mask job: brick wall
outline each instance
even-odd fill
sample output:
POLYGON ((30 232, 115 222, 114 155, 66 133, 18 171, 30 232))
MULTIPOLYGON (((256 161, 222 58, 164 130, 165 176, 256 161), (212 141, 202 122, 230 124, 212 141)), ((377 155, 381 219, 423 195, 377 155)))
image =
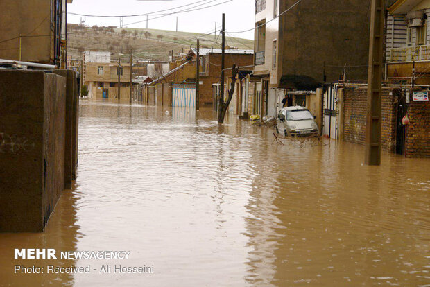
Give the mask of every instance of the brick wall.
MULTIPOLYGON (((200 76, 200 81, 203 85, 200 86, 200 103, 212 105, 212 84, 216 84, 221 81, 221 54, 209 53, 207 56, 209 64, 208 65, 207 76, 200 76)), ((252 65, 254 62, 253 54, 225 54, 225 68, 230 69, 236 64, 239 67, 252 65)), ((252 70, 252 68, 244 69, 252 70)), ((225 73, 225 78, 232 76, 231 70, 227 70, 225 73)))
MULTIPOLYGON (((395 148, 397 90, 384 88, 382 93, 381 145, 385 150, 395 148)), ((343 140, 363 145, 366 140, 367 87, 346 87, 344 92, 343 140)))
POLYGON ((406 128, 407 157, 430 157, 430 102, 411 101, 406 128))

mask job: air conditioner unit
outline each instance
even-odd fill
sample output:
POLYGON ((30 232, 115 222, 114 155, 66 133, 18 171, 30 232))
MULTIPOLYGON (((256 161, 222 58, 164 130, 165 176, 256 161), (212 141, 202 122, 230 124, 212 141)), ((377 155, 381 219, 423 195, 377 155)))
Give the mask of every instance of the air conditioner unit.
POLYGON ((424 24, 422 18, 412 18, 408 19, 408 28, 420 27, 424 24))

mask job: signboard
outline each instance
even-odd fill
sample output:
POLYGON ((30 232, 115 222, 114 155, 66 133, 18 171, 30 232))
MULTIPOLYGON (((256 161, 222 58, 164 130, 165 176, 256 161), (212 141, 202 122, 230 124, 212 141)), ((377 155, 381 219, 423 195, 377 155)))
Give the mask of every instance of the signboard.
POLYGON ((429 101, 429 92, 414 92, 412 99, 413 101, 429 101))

----------------------------------------

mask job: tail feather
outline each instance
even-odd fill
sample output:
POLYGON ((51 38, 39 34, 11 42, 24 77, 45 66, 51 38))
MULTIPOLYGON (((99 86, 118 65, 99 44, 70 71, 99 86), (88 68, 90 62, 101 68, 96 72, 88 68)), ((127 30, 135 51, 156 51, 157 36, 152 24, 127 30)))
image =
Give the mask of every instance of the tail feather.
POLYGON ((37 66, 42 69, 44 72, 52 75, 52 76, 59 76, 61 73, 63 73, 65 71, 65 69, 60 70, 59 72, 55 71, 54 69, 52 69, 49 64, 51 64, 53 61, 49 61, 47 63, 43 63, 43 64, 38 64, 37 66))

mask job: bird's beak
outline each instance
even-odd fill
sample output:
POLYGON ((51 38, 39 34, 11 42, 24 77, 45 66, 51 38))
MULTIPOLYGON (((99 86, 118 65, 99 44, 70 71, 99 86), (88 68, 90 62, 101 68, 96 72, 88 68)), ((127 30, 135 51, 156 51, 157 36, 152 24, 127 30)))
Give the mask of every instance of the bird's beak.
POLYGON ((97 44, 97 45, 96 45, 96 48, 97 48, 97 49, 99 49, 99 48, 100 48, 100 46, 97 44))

----------------------------------------

* Task
Write out the lines from the one holding "mask job: signboard" through the one holding "POLYGON ((429 101, 429", inclusive, copying each without any change.

* Exercise output
mask job: signboard
outline each instance
even-odd fill
sample output:
POLYGON ((30 232, 115 222, 114 155, 66 133, 18 171, 30 232))
MULTIPOLYGON (((256 161, 222 58, 164 130, 165 176, 256 161), (212 141, 202 122, 230 124, 212 141)), ((377 155, 381 219, 423 195, 377 155)))
Give the mask of every instance of the signboard.
POLYGON ((429 101, 429 92, 414 92, 412 99, 413 101, 429 101))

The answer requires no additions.